WHAT TO WORK ON
a: Rewrite the paragraph of the passage on Antiochus IV that begins "In order to adequately understand" as a short bulleted list of its main facts.
b: List every object the passage on Antiochus IV names as something he gave away as a gift.

PASSAGE GIVEN
--*--
He lacked political tact and did not understand how to behave as befitted a king. Sometimes he would leave his palace and wander through the streets of his capital with two or three of his courtiers, enter shops and the craftsmen's places of work and converse at length with these insignificant people. Once, during one of his habitual visits to the public baths he poured a jar full of perfumed ointment over the heads of the bathers and enjoyed the sight of the people rolling on the slippery floor, unable to rise or to keep their balance, himself among them. Once during a magnificent festival which he was holding at Antioch, he appeared on the stage before the audience as an actor, and began to dance with the other players.

... His behavior toward other people was full of contradictions and sudden surprises, for he was silent in the company of his best friends and talkative with strangers; to some he gave precious gifts such as silver and gold, and to others, without clear reason, worthless objects such as dates and dice. Irritable and nervous, full of profound inner contradictions, ever striving to do something extraordinary and to astound the world--this was the figure cut by King Antiochus in the eyes of his Greek contemporaries. Hence it is not to be wondered at that humorists mocked him and called him in jest Epimanes ("mad") instead of Epiphanes ("the god manifest"). (13)


II. The Corruption of the Priesthood in the Context of Hellenization

In order to adequately understand and appreciate the developments which led to the persecutions of Antiochus IV, one must understand the context in which they transpired. One key contextual theme is that of Hellenization. Alexander the Great may have reigned supreme for only a short time, but he left a powerful legacy with the spread of Greek culture and thinking upon the oriental lands, and Judaea was no exception to this. The Greek influence was felt upon Judaea, of course, long before Antiochus IV came to the throne. Nevertheless, he was a devoted patriot of the Hellenistic philosophy, and sought to spread it throughout his empire. Devotion to Hellenistic philosophy was often centered in the matter of Greek education and the "gymnasia" in which it was cultivated. Tcherikover comments:

The citizen educated his son in the municipal educational institutions─the gymnasion and the ephebeion, which were the very embodiment of the spirit of Hellenism. Here the young citizens received their Hellenic education, developed their strength and agility by physical exercise, and learned poetry and music; and if such an education was not imposed on the citizens as an absolute duty, no one deliberately avoided it.

... the gymnasia became the symbols of Hellenism as a whole... The gymnasiarch, the citizen upon whom had been imposed the conduct of the gymnasium and the satisfaction of its monetary requirements, was regarded by the citizens as one of the most honored men in the city. (14)

At first, the Hellenistic tendencies did not appear too threatening to Judaism, and many citizens saw value in the Greek education. Nevertheless, in time the attachments to Hellenization came to be a severe problem and led to great conflict between the Hellenizers and the conservative figures within Judaism.
--*--
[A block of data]
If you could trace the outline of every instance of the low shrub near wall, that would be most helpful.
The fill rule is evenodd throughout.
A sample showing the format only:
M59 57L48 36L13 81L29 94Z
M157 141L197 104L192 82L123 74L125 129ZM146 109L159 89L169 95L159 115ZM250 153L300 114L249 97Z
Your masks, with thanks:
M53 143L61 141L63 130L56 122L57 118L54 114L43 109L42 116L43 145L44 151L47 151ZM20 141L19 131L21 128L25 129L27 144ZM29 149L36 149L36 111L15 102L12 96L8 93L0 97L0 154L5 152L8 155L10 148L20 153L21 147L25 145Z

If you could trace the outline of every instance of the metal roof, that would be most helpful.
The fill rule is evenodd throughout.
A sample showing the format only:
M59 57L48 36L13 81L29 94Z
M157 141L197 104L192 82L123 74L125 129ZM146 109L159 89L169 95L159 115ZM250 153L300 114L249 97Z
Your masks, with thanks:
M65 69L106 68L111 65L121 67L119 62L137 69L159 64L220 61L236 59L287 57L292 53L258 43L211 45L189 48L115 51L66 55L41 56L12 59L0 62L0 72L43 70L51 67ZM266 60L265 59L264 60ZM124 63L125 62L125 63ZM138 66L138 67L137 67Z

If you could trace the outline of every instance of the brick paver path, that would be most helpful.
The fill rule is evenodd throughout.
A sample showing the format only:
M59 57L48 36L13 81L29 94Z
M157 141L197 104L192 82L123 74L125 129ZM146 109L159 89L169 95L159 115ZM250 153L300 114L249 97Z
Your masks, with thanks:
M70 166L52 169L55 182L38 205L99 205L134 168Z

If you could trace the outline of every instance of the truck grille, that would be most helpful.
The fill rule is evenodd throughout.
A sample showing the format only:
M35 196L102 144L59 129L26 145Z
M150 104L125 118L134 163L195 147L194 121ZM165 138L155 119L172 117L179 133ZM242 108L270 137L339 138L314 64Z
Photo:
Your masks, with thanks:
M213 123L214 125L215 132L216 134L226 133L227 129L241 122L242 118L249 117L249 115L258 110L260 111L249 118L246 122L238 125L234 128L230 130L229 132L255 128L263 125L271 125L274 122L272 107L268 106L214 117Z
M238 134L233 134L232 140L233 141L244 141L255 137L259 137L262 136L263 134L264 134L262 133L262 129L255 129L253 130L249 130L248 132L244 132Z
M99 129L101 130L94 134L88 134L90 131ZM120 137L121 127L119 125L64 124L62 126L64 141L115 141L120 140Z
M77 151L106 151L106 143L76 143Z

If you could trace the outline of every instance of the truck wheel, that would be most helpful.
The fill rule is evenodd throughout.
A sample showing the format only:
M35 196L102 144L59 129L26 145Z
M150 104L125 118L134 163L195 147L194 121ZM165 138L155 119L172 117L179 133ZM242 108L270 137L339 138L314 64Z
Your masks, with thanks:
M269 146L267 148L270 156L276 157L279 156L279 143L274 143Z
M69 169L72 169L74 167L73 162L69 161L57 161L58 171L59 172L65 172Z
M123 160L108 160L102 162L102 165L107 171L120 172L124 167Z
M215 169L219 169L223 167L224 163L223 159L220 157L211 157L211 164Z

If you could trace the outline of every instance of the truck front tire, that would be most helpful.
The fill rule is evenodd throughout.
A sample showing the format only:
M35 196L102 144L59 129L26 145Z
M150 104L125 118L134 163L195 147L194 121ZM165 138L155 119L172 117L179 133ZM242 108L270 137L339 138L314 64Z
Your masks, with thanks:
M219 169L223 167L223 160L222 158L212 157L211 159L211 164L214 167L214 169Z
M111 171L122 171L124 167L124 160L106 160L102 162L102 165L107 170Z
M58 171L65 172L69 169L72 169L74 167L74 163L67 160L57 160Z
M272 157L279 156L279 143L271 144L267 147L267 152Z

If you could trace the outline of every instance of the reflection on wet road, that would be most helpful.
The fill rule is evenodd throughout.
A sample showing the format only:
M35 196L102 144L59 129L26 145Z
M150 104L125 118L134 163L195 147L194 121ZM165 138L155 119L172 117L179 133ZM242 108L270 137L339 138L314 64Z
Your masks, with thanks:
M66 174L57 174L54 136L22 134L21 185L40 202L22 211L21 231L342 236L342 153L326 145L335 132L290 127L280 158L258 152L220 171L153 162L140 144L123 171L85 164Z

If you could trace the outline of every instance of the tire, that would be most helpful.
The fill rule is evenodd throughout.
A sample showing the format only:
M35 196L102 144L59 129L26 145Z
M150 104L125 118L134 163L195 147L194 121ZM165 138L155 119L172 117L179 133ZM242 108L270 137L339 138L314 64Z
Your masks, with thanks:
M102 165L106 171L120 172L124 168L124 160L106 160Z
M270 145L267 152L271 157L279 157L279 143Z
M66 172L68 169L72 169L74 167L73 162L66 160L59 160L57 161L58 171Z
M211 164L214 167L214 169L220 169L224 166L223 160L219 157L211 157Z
--*--
TASK-BY-TASK SOLUTIONS
a:
- The persecutions of Antiochus IV can only be understood in their context, and Hellenization is one key part of it.
- Alexander the Great reigned only briefly but spread Greek culture and thinking across the oriental lands, Judaea included.
- Greek influence reached Judaea long before Antiochus IV took the throne.
- Antiochus IV was a devoted patriot of Hellenistic philosophy and sought to spread it throughout his empire.
- Devotion to that philosophy often centered on Greek education and the gymnasia where it was cultivated.

b:
- Silver
- Gold
- Dates
- Dice